WRITTEN INSTRUCTION
Please give back each of the records below word for word, keeping every line as it stands.

(Items listed in a dataset)

##############################

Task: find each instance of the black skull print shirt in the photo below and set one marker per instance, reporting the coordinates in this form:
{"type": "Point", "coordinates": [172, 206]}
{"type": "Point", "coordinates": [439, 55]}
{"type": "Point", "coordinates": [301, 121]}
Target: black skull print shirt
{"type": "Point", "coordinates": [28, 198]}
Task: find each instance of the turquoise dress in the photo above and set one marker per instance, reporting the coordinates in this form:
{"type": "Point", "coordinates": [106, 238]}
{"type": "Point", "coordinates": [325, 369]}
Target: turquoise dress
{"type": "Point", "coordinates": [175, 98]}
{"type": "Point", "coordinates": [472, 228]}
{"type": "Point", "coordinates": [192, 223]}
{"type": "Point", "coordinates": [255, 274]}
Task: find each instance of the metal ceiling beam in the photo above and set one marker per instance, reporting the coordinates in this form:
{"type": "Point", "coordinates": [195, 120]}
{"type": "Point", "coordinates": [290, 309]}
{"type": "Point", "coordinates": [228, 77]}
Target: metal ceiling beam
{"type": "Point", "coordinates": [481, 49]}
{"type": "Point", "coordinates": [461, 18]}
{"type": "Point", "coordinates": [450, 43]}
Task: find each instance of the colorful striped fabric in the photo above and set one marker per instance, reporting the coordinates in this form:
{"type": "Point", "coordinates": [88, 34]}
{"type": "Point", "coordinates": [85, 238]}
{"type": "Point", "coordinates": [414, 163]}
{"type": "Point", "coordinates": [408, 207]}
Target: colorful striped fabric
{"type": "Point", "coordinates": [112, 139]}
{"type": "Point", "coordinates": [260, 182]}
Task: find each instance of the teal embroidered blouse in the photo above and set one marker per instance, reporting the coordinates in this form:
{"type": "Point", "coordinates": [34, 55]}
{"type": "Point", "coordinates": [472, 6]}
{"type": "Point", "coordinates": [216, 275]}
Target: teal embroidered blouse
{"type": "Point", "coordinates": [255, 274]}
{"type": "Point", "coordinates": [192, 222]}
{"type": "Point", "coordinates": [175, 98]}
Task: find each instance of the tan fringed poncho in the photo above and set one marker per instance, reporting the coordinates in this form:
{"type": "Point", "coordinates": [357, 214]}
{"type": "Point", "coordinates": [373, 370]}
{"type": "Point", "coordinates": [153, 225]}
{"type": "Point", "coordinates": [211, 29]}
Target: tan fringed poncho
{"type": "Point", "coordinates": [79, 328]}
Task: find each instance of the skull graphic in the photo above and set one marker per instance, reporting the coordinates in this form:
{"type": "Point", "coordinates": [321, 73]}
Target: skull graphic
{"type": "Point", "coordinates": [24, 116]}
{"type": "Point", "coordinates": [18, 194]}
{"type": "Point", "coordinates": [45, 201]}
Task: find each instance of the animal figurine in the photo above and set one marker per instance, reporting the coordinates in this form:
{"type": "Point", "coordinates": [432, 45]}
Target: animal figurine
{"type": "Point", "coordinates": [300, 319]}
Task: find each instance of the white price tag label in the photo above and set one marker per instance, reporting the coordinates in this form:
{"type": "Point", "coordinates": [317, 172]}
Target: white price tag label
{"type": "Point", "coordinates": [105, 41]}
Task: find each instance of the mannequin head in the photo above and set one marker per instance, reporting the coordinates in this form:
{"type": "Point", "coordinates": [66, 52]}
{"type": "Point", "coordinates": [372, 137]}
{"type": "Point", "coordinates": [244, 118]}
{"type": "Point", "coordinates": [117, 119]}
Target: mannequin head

##############################

FULL SOLUTION
Task: find each instance of the black skull print shirt in the photo below and set one marker per instance, reporting the coordinates in this form:
{"type": "Point", "coordinates": [172, 206]}
{"type": "Point", "coordinates": [439, 55]}
{"type": "Point", "coordinates": [301, 121]}
Target: black skull print shirt
{"type": "Point", "coordinates": [28, 198]}
Task: find each instance of the turquoise dress in the photo above and set one marker per instance, reporting the coordinates in this form:
{"type": "Point", "coordinates": [106, 238]}
{"type": "Point", "coordinates": [325, 369]}
Target: turquoise dress
{"type": "Point", "coordinates": [175, 98]}
{"type": "Point", "coordinates": [472, 228]}
{"type": "Point", "coordinates": [192, 223]}
{"type": "Point", "coordinates": [255, 274]}
Task: find each instance of the metal ceiling beam in the photo above and set one marker per instance, reporting the coordinates in this form:
{"type": "Point", "coordinates": [195, 120]}
{"type": "Point", "coordinates": [290, 309]}
{"type": "Point", "coordinates": [228, 77]}
Target: metal ceiling beam
{"type": "Point", "coordinates": [481, 49]}
{"type": "Point", "coordinates": [461, 18]}
{"type": "Point", "coordinates": [450, 43]}
Task: find each instance of the colorful striped fabric in the photo above and set one marker per instance, reporting the coordinates in this form:
{"type": "Point", "coordinates": [88, 34]}
{"type": "Point", "coordinates": [85, 238]}
{"type": "Point", "coordinates": [414, 163]}
{"type": "Point", "coordinates": [408, 207]}
Target: colorful striped fabric
{"type": "Point", "coordinates": [112, 139]}
{"type": "Point", "coordinates": [260, 182]}
Task: find each instance of the teal embroidered blouse in the photo above and set one marker per instance, reporting the coordinates in this form:
{"type": "Point", "coordinates": [34, 55]}
{"type": "Point", "coordinates": [472, 6]}
{"type": "Point", "coordinates": [216, 275]}
Target: teal embroidered blouse
{"type": "Point", "coordinates": [255, 274]}
{"type": "Point", "coordinates": [192, 222]}
{"type": "Point", "coordinates": [175, 98]}
Task: find each instance of the tan fringed poncho in the photo above and set one marker per instance, reporting the coordinates in this form:
{"type": "Point", "coordinates": [357, 214]}
{"type": "Point", "coordinates": [373, 370]}
{"type": "Point", "coordinates": [153, 225]}
{"type": "Point", "coordinates": [211, 29]}
Target: tan fringed poncho
{"type": "Point", "coordinates": [79, 328]}
Task: find each instance of the skull graphic in the photo above and set one marker per instance, reporting the coordinates in this form:
{"type": "Point", "coordinates": [321, 73]}
Target: skull graphic
{"type": "Point", "coordinates": [24, 116]}
{"type": "Point", "coordinates": [18, 194]}
{"type": "Point", "coordinates": [45, 201]}
Task: find each instance of the animal figurine in the photo above and set one marker per instance, reporting the coordinates in this form:
{"type": "Point", "coordinates": [432, 45]}
Target: animal figurine
{"type": "Point", "coordinates": [300, 319]}
Task: find each instance of the white price tag label in the photo above and set one marker per instance, reporting the coordinates in this form:
{"type": "Point", "coordinates": [317, 172]}
Target: white price tag label
{"type": "Point", "coordinates": [105, 41]}
Task: find each instance of the mannequin head in the photo above and set one marker per instance, reporting the coordinates in this form:
{"type": "Point", "coordinates": [66, 52]}
{"type": "Point", "coordinates": [372, 137]}
{"type": "Point", "coordinates": [244, 118]}
{"type": "Point", "coordinates": [117, 119]}
Target: mannequin head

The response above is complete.